## INSTRUCTIONS TO FOLLOW:
Update the entries below by replacing each "single dot" with "single marker", keeping every other word unchanged.

## RECORD EXCERPTS:
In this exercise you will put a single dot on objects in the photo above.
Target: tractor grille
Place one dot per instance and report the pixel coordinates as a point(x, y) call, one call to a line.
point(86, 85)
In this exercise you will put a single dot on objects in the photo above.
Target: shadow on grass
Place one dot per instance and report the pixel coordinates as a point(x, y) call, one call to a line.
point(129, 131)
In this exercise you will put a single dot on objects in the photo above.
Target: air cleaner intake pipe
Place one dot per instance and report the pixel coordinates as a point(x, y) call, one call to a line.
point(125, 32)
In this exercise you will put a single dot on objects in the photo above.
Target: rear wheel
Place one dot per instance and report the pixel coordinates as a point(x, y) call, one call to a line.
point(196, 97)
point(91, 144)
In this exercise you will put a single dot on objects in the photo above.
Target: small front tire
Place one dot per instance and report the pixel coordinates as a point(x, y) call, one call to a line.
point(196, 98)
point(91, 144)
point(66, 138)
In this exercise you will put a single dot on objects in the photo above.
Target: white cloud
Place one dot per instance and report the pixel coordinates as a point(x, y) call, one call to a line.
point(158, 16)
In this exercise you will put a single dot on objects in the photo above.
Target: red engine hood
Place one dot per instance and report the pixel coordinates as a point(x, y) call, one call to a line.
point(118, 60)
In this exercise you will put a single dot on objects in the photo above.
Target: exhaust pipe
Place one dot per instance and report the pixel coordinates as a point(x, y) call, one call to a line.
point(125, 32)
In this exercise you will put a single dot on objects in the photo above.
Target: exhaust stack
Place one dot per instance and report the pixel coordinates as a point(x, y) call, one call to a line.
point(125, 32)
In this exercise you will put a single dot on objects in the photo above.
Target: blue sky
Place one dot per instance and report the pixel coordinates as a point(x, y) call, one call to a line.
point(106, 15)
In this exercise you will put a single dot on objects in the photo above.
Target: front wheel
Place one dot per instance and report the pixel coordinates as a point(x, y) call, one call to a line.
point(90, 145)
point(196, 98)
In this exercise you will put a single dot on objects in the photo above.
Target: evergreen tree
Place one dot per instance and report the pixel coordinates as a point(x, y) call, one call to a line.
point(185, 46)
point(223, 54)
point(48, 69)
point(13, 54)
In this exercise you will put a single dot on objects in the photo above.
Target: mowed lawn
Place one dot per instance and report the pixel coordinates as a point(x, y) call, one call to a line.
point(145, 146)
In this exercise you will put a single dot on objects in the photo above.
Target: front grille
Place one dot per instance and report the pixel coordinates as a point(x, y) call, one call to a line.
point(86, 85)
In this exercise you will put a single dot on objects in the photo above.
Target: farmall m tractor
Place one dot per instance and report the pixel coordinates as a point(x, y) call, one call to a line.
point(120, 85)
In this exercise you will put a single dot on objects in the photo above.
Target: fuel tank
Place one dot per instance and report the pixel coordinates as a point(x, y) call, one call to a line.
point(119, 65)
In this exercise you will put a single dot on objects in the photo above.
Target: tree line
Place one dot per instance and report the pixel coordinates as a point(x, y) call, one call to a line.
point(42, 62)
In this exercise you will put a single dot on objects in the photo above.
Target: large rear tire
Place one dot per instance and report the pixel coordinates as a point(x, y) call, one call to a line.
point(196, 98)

## RESULT OF THIS TASK:
In this exercise you will put a single marker on objects in the photo above.
Target: tractor grille
Place one dot per instance and report the pixel coordinates as a point(x, y) call, one call to a line.
point(86, 85)
In this exercise you will put a single marker on objects in the photo above.
Target: shadow on grass
Place one dot per instance and report the pixel coordinates as a point(x, y) call, one call to a line.
point(129, 131)
In this exercise you will put a single marker on objects in the photo above.
Target: air cleaner intake pipe
Place one dot per instance and report the pixel coordinates as a point(x, y) call, one call to a line.
point(125, 32)
In this exercise you will put a single marker on objects in the photo above.
Target: rear wheel
Place one dot per instance and report the pixel coordinates as a point(x, y) call, one call to a line.
point(196, 97)
point(91, 144)
In this exercise you will put a single marker on objects in the photo above.
Target: small front tire
Place one dot per instance and report the pixel coordinates as a point(x, y) call, one call to a line.
point(196, 98)
point(91, 144)
point(66, 138)
In this exercise you will put a single marker on objects in the photo above.
Target: white cloud
Place one dot per instance and report the pixel coordinates as a point(x, y) call, one call to a line.
point(158, 16)
In this exercise you will put a single marker on objects in the photo above.
Target: red engine hood
Place one dot per instance and report the pixel coordinates as a point(x, y) call, one call to a line.
point(118, 60)
In this exercise you will put a single marker on objects in the photo above.
Target: exhaust pipe
Place one dot per instance and report the pixel coordinates as a point(x, y) call, one call to a line.
point(125, 32)
In this exercise you will put a single marker on objects in the photo above.
Target: exhaust stack
Place one dot per instance and report the pixel coordinates as a point(x, y) call, one call to a line.
point(125, 32)
In this exercise you will put a single marker on objects in the photo above.
Target: blue sky
Place one dot per instance and report the pixel coordinates as a point(x, y) call, one call to a line.
point(106, 15)
In this exercise you will put a single marker on objects in the photo above.
Target: front wheel
Place one dot per instance and report the pixel coordinates as a point(x, y) call, one call to a line.
point(90, 145)
point(196, 98)
In this exercise you will put a single marker on objects in the photo above.
Target: evergreen tree
Place one dot per instance and report the pixel coordinates as a point(x, y) call, one call to a line.
point(185, 46)
point(223, 54)
point(48, 69)
point(13, 54)
In this exercise you will put a single marker on objects in the photo above.
Target: mowed lawn
Place one dot per instance and report the pixel coordinates as a point(x, y) call, one call to a line.
point(145, 146)
In this exercise you will put a single marker on objects in the photo above.
Target: front grille
Place one dot per instance and report the pixel coordinates as a point(x, y) call, one call to a line.
point(86, 85)
In this exercise you will put a single marker on objects in the photo above.
Target: farmall m tractor
Place one dot per instance and report the pixel coordinates as a point(x, y) call, one call to a line.
point(120, 85)
In this exercise you will put a single marker on objects in the photo above.
Target: fuel tank
Place one dot per instance and report the pixel coordinates as a point(x, y) call, one call to a line.
point(119, 65)
In this exercise you will put a single marker on objects in the photo above.
Target: tree line
Place one dot per instance and report the pixel coordinates as a point(x, y) call, one call to a line.
point(42, 62)
In this exercise you will put a single marker on objects in the photo above.
Target: large rear tire
Place one dot per instance and report the pixel coordinates as a point(x, y) call, one call to a line.
point(196, 98)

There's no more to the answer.